::: TEXTO
Hace unos días, en la Feria del Libro de Miami, asistí a la presentación virtual del libro La madre de Frankestein, de Almudena Grandes. La autora novela la vida de Aurora Rodríguez Carballeira, una mujer dotada de una inteligencia excepcional que saltó a los periódicos por asesinar a su hija, también de inteligencia prodigiosa, en 1933. Su reclusión primero en la cárcel de Ventas y, después en Ciempozuelos hasta 1955, año en el que falleció, me han recordado la vida de otra mujer que, aunque no tenía intención de matar a nadie, de sus manos salieron unos cincuenta fallecimientos. La malhadada Mary Mallon.
Mary salió de Irlanda hacia las Américas atraída, como otros tantos, por mejorar en la vida. Momentáneamente lo consiguió, colocándose de cocinera en unas cuantas casas adineradas de Nueva York de las que siempre acababa huyendo, ya que alguien de la familia a la que servía sus preparados, su helado de melocotón era su plato estrella, al poco de entrar a su servicio, o se ponía enfermo, o fallecía. Así estuvo siete años de casa en casa, de 1900 a 1907, sin poder explicarse el misterio y la desgracia que la seguían.
Hasta que al señor Thompson, temiendo no poder alquilar la casa porque, ese verano, la hija del señor Warren, el último inquilino, había perdido a su hija con Mallon al frente de la cocina, se le ocurrió contratar los servicios de George Soper, un investigador experto en salud, lo que hoy llamaríamos un epidemiólogo, que, finalmente, dio con Mallon. Mary era portadora asintomática del tifus. Ella nunca contrajo la enfermedad pero, desgraciadamente, sus manos, poco amigas del agua y jabón, y sin vacunas de por medio, eran letales.
::::::
::: INFORMACIÓN PROPORCIONADA
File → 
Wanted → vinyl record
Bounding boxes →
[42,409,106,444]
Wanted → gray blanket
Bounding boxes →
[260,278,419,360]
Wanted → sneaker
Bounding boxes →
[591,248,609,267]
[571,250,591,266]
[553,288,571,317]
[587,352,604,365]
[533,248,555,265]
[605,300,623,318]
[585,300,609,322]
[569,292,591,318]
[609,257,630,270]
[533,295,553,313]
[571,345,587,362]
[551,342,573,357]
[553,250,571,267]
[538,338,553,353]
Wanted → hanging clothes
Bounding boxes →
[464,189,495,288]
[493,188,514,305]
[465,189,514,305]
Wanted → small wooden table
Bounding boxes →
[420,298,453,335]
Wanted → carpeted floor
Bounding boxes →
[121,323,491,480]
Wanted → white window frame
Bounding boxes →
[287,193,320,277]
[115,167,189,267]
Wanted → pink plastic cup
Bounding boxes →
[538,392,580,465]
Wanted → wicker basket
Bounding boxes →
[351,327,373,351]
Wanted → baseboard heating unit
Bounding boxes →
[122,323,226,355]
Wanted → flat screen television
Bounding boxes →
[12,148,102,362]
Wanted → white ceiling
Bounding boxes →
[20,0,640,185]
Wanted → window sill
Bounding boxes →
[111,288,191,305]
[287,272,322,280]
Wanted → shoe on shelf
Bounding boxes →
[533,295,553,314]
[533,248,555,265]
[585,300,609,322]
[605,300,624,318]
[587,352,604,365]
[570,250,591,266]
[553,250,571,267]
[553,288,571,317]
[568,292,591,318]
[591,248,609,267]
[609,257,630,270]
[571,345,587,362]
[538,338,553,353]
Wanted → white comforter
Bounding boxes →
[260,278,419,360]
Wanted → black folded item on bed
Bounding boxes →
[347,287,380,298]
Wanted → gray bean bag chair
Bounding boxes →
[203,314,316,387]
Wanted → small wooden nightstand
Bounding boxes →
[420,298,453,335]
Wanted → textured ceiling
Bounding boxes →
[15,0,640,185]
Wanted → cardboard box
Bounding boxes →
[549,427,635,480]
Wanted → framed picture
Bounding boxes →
::::::
> QUÉ DEBE HACER:
Resuma en dos oraciones el texto sobre Mary Mallon.

> RESPUESTA ESCRITA:
La presentación de una novela de Almudena Grandes sobre Aurora Rodríguez Carballeira, que asesinó a su hija en 1933, trae al recuerdo a Mary Mallon, una mujer que, sin intención de matar a nadie, causó unos cincuenta fallecimientos. Entre 1900 y 1907 trabajó de cocinera en casas adineradas de Nueva York, donde alguien de la familia enfermaba o fallecía poco después de su llegada, hasta que el investigador George Soper dio con ella: era portadora asintomática del tifus.